◆ **Information shown**
__________

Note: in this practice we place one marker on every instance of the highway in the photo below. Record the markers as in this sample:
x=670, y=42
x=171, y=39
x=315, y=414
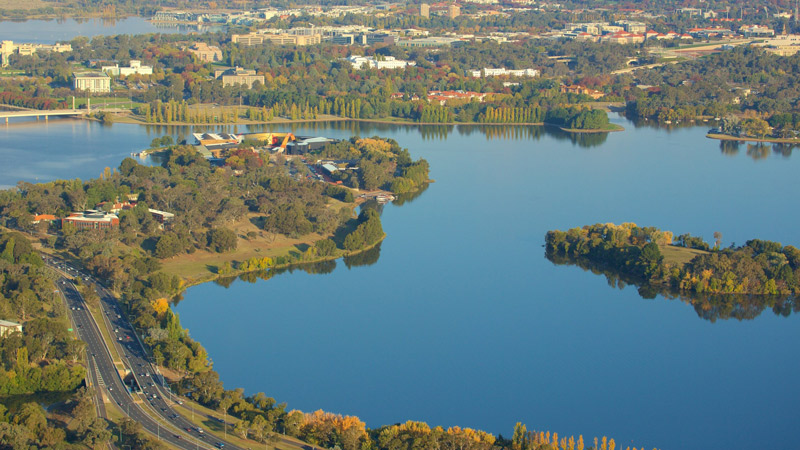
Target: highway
x=155, y=399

__________

◆ **What the task requires**
Rewrite all the records with "highway" changed to "road" and every other word left as it is. Omit the pictures.

◆ **Full solution**
Note: in this practice we place one marker on every instance of the road in the photo below. Record the markers as in this sample:
x=670, y=42
x=171, y=39
x=315, y=414
Target: road
x=155, y=399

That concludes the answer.